Every entry that follows should be repeated exactly; drop the images.

━━━

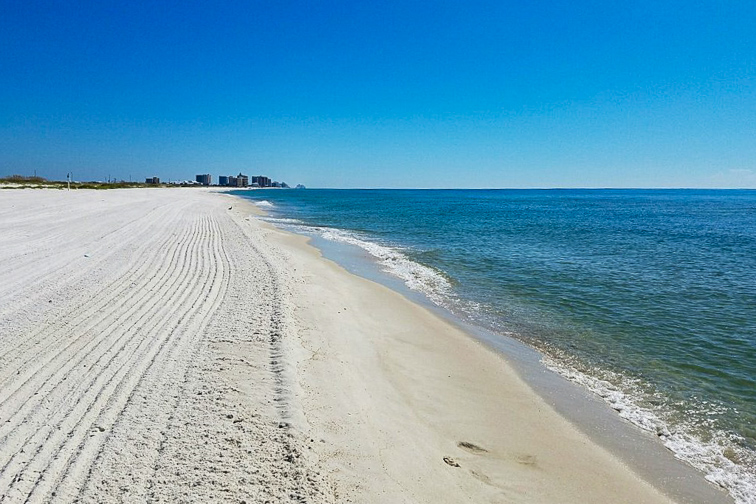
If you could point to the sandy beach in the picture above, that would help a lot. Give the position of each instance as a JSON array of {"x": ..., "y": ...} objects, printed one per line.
[{"x": 164, "y": 345}]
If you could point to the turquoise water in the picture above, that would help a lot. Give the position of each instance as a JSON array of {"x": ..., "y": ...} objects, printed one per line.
[{"x": 647, "y": 298}]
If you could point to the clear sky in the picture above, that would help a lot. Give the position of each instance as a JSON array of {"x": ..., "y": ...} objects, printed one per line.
[{"x": 383, "y": 94}]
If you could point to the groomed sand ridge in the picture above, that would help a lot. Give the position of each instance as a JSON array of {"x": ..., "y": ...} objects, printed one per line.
[
  {"x": 138, "y": 335},
  {"x": 164, "y": 345}
]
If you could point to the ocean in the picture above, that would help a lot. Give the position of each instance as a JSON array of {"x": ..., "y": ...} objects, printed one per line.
[{"x": 645, "y": 297}]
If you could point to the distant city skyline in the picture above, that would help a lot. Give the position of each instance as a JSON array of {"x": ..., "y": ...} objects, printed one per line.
[{"x": 480, "y": 94}]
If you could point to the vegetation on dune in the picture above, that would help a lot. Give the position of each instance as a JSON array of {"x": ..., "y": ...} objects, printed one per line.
[{"x": 24, "y": 182}]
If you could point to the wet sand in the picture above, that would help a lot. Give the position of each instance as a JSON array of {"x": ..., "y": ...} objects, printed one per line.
[{"x": 165, "y": 345}]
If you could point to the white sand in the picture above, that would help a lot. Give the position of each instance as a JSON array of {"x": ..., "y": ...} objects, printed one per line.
[{"x": 156, "y": 345}]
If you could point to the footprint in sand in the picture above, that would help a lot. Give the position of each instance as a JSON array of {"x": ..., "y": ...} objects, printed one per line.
[{"x": 472, "y": 448}]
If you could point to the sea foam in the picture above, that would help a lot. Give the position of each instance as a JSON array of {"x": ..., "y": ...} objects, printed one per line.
[{"x": 714, "y": 456}]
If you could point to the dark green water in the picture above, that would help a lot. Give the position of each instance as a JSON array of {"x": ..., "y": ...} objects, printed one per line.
[{"x": 648, "y": 298}]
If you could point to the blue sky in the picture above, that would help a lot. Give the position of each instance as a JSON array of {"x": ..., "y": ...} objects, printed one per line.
[{"x": 383, "y": 94}]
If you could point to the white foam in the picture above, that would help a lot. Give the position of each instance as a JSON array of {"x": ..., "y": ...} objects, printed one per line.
[
  {"x": 713, "y": 457},
  {"x": 416, "y": 276}
]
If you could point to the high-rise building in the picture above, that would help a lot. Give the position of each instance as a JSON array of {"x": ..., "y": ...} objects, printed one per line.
[{"x": 261, "y": 181}]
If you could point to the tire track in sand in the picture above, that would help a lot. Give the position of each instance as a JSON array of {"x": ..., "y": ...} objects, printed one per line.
[{"x": 36, "y": 476}]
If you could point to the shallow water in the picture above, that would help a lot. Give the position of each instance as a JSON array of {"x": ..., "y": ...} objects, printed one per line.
[{"x": 647, "y": 298}]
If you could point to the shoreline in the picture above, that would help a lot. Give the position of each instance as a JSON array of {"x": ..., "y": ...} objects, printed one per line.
[
  {"x": 168, "y": 345},
  {"x": 641, "y": 450},
  {"x": 680, "y": 481}
]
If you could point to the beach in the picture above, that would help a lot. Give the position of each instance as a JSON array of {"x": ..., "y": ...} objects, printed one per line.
[{"x": 165, "y": 345}]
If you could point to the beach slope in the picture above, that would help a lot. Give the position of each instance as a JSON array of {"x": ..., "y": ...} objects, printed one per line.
[{"x": 165, "y": 345}]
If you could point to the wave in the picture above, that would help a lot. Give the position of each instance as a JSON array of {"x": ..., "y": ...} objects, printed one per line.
[
  {"x": 721, "y": 456},
  {"x": 416, "y": 276}
]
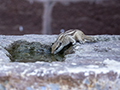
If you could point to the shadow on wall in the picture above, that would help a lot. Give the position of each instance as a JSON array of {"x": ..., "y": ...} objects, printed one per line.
[{"x": 26, "y": 17}]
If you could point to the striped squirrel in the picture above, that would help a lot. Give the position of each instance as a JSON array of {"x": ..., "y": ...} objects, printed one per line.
[{"x": 70, "y": 36}]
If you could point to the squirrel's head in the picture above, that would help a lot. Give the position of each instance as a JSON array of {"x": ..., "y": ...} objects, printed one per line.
[{"x": 56, "y": 47}]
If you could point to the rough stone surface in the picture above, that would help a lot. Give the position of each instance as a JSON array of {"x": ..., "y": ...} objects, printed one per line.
[{"x": 92, "y": 66}]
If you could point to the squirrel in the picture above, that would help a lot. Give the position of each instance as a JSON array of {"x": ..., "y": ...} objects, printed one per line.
[{"x": 70, "y": 36}]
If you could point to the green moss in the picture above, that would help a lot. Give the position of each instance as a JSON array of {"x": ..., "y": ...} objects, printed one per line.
[{"x": 23, "y": 51}]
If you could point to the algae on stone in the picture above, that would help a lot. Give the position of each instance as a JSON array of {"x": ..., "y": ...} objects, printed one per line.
[{"x": 23, "y": 51}]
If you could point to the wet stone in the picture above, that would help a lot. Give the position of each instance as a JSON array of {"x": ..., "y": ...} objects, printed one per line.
[{"x": 23, "y": 51}]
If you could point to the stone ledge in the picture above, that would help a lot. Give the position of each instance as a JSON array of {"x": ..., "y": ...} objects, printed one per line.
[{"x": 92, "y": 66}]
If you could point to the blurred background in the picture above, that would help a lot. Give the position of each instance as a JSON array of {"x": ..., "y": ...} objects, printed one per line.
[{"x": 19, "y": 17}]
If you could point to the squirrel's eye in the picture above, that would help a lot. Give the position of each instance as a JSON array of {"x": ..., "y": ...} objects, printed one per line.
[{"x": 52, "y": 43}]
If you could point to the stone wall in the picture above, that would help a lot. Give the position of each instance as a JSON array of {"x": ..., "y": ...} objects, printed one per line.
[{"x": 49, "y": 16}]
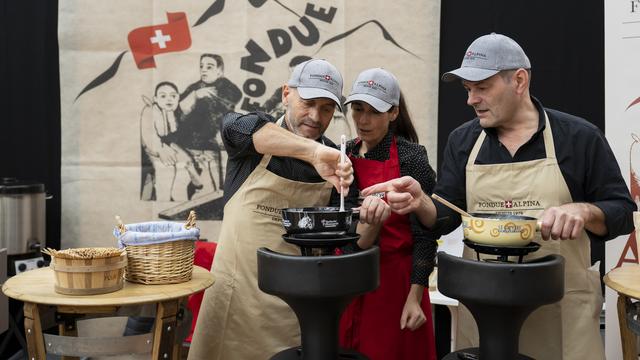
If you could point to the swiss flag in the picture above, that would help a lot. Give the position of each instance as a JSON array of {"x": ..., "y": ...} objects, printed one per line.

━━━

**Exercise response:**
If you could point to the sandy beach in the picture above, that would help a lot. Give the position of each instance as a JSON array of {"x": ..., "y": ...} objects, printed one per line.
[{"x": 164, "y": 345}]
If you could point to the turquoise water in the picture above, that would help a lot. Give the position of each instance as a JSON array of {"x": ..., "y": ...} objects, printed one per line.
[{"x": 647, "y": 298}]
If you could point to the clear sky in the picture above, that would help a lot. Give the position of each instance as a JSON array of {"x": ..., "y": ...} objects, printed one per line.
[{"x": 383, "y": 94}]
If you could point to the groomed sand ridge in the picture above, that would help a lot. Give the position of each instance as a JSON array of {"x": ..., "y": ...} objects, printed one per line.
[
  {"x": 138, "y": 335},
  {"x": 164, "y": 345}
]
If you could point to the ocean in the picture above, that would help a lot. Give the position of each instance as a JSON array of {"x": ..., "y": ...} objects, printed one per line.
[{"x": 645, "y": 297}]
If you could point to the distant city skyline in the picture above, that would help a lot. Give the position of each instance as a JSON array of {"x": ..., "y": ...} objects, printed one per line.
[{"x": 480, "y": 94}]
If you could point to the vegetation on dune in the picture above, that would help a lot. Give the position of each instance as a JSON array of {"x": ..., "y": ...} objects, printed one per line.
[{"x": 24, "y": 182}]
If you could point to the wet sand in the picture above, that would help a lot. Give the position of each instance as a JSON array of {"x": ..., "y": ...} objects, printed one per line.
[{"x": 165, "y": 345}]
If you could point to the white sand in the picture above, that would help a lot. Give the position of each instance as a JSON array of {"x": ..., "y": ...} objects, printed one per line.
[{"x": 156, "y": 345}]
If you could point to the footprint in sand in the picture above, that would help a lot. Give the position of each instance as a JSON array of {"x": ..., "y": ...} objects, printed one per line.
[{"x": 472, "y": 448}]
If you could point to the sea foam in the picture above, that would help a lot. Give the position of each instance as a JSON array of {"x": ..., "y": ...} objects, printed one per line.
[{"x": 714, "y": 456}]
If you could point to the dark green water in the picture above, that would help a lot. Give the position of each instance as a JSON array of {"x": ..., "y": ...} objects, printed one per line.
[{"x": 648, "y": 298}]
If you could point to the blue sky in the picture above, that would help a lot. Give the position of each instance as a JSON array of {"x": ..., "y": ...} objects, printed one per line.
[{"x": 383, "y": 94}]
If you could point to the white foam in the picture above, that would help a lot. Give the position of each instance as a JSON array of {"x": ..., "y": ...} objects, printed one per line.
[
  {"x": 713, "y": 457},
  {"x": 416, "y": 276}
]
If you could point to the high-rise building in the picture above, that would help a lot. Give the position of each instance as a JSON array of {"x": ..., "y": ...} objects, printed one per line.
[{"x": 261, "y": 181}]
If you could point to the tire track in sand in the picture above, that would help a lot. Give the position of each instance as a JSON array of {"x": ..., "y": ...} objects, printed one per line.
[{"x": 36, "y": 476}]
If you could point to the shallow water in the picture above, that would help a lot. Give the position of each instance as a JSON array of {"x": ..., "y": ...} objects, printed one per line.
[{"x": 647, "y": 298}]
If you could point to the shoreline in the picture above, that would help a lot. Give the position of each instance as a JSON array of {"x": ..., "y": ...} objects, printed one per line.
[
  {"x": 168, "y": 345},
  {"x": 641, "y": 450},
  {"x": 680, "y": 481}
]
If you could point to the beach in the picture above, that would help a lot. Give the position of each instance as a JSON array of {"x": ..., "y": ...} objects, printed one per line.
[{"x": 165, "y": 345}]
If you could point to the beach slope in the picture above, that would help a lot. Give the position of each instance as a JSON array of {"x": ..., "y": ...} objects, printed one per line.
[{"x": 165, "y": 345}]
If you could point to the wave in the picture above, that would help a lot. Give the position of each instance as a JSON array of {"x": ..., "y": ...} objects, printed one per line.
[
  {"x": 721, "y": 456},
  {"x": 416, "y": 276}
]
If you could point to the shadow on wall in the picture above, that would help a lot. Give the position of each instance as a JSON array of {"x": ..., "y": ...} objects, printed one per line.
[{"x": 26, "y": 17}]
If you could point to the striped squirrel in the picture above, that would help a lot. Give the position of each instance as a JSON array of {"x": ..., "y": ...} objects, printed one per line.
[{"x": 70, "y": 36}]
If you could point to the squirrel's head in the picture above, that would help a lot. Give the position of each instance as a JSON array of {"x": ..., "y": ...} objects, printed one per line.
[{"x": 56, "y": 47}]
If you could point to the rough stone surface in the picture above, that would help a lot. Give the position of each instance as a JSON array of {"x": ..., "y": ...} objects, printed one per line.
[{"x": 92, "y": 66}]
If you could point to the squirrel in the picture above, that would help a lot. Give the position of each instance as a JSON array of {"x": ..., "y": ...} objects, printed one per line.
[{"x": 70, "y": 36}]
If you could point to the green moss in the picture above, that would help a lot. Give the position of each instance as a JSON array of {"x": ..., "y": ...} objects, printed one per line.
[{"x": 23, "y": 51}]
If you could point to the algae on stone in the picture above, that would help a lot. Give the position of each instance as a JSON array of {"x": ..., "y": ...} objects, printed one per line.
[{"x": 23, "y": 51}]
If you could point to the wet stone in the picture above, that would help a lot. Give the position of each instance as a JSON array of {"x": ..., "y": ...} objects, printed one per line.
[{"x": 23, "y": 51}]
If you could point to the stone ledge in the picture above, that would help a lot. Give the position of each instance as a JSON array of {"x": ..., "y": ...} objects, printed one per line.
[{"x": 92, "y": 66}]
If you could point to the blurred background in the picture above, that would help a lot. Give the position of each instance as a JSON array of {"x": ..., "y": ...} objects, printed one per line.
[{"x": 19, "y": 17}]
If you could point to the squirrel's eye in the picture above, that would help a lot. Give the position of each instance as a JSON array of {"x": ..., "y": ...} objects, printed one per line.
[{"x": 52, "y": 43}]
If you could point to the stone wall in the picture above, that would help a lot. Give the position of each instance as a JSON array of {"x": ..., "y": ...} objects, printed one per line.
[{"x": 49, "y": 16}]
If you could point to the swiss flag in the picture above, that would help a lot. Give the position of each instance as a JSON array of {"x": ..., "y": ...} objects, printed one per line.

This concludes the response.